◆ Requirements
Switch every "photo" in the listing below to "image", leave everything else as it is, and write out the whole listing with the pictures omitted.

◆ Data entries

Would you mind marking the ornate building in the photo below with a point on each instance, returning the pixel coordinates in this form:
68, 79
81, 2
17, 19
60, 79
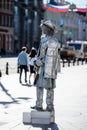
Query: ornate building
27, 17
6, 26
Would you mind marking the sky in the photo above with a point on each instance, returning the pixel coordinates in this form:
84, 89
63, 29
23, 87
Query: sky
77, 2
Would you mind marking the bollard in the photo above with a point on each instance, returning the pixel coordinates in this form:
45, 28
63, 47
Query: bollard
68, 62
18, 68
74, 62
82, 60
0, 74
77, 62
7, 72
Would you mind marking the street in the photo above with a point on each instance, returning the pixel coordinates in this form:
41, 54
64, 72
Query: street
70, 101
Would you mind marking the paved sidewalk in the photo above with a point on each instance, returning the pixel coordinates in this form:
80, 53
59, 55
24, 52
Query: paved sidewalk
70, 101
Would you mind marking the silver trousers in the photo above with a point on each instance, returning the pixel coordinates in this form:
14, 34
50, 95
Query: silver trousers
49, 97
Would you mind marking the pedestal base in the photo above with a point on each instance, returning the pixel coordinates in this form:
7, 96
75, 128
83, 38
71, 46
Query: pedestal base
38, 117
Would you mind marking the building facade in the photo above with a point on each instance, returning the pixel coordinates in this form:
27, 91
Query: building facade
6, 26
27, 17
70, 25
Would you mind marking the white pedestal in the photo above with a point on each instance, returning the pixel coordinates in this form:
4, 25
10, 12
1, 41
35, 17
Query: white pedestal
38, 117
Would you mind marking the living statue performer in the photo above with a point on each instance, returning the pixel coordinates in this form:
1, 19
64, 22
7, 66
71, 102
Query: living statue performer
48, 65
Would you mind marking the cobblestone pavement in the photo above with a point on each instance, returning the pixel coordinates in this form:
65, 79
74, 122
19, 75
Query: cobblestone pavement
12, 65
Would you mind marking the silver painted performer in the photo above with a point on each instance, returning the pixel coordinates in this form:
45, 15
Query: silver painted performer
48, 65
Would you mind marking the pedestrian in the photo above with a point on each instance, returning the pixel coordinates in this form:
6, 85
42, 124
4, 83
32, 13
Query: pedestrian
32, 58
48, 66
23, 63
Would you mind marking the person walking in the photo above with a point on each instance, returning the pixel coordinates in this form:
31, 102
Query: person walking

◆ Answer to this problem
Would you mind marking the ornate building in the image below with a point on each instance, returning the pixel coordinates in this form:
68, 79
81, 2
17, 19
60, 79
Query: ornate building
27, 17
6, 26
Would you mind marking the sky in the image above with a point on each instance, returning the pixel coordinates in this form:
84, 89
63, 29
23, 87
Query: sky
77, 2
Would you mind marking the bollard in the image above with a point on each instance, returning the pixel coordinates in this form:
45, 28
63, 47
Query: bollard
68, 62
18, 68
74, 62
82, 60
0, 74
77, 62
7, 72
Would you mind marking the street in the image above with a point on each instance, returning the pixel coordinates in this form:
41, 54
64, 72
Query: street
70, 101
Would you mind marking the paved sidewalk in the image above with a point on each instance, returning the pixel coordinates in this form:
80, 53
59, 55
24, 52
Query: paved sidewalk
70, 101
Would you mind marking the silver trousers in the image above with a point on each instance, returning the pixel coordinates in this form:
14, 34
50, 95
Query: silver trousers
49, 97
Would you mind marking the pedestal base in the image above with a point on each instance, returning the pixel coordinates in this form:
7, 96
75, 128
83, 38
71, 46
Query: pedestal base
38, 117
Would you mind marking the building facade in the image above with a point on each instance, returning the pixel coordinates in this form:
27, 91
Query: building facade
6, 26
27, 17
70, 25
Would you mind marking the white pedestal in the image above with a point on each instance, returning the pixel coordinates in this form:
4, 25
10, 12
1, 41
35, 17
Query: white pedestal
38, 117
Would you mind marking the living statue performer in the image above with a point on each instance, returning the pixel coordinates in this form:
1, 19
64, 22
7, 66
71, 102
Query: living statue performer
48, 65
Would you mind marking the cobblestone pavement in the image above with a point on each instance, returning the pixel coordinates in this form:
65, 79
74, 122
19, 75
Query: cobblestone pavement
12, 65
Would you mind marking the silver painted performer in the image above with a point on each instance, returning the pixel coordinates in this form:
45, 15
Query: silver painted performer
48, 65
Would you mind marking the pedestrian in the image above with a point on each instance, returning the pixel coordinates in this form:
6, 85
42, 124
4, 83
32, 13
Query: pedestrian
32, 58
48, 66
23, 63
Would you mind marking the person walking in the image above with a point on each instance, returning the pixel coordinates in this form:
31, 102
Query: person walking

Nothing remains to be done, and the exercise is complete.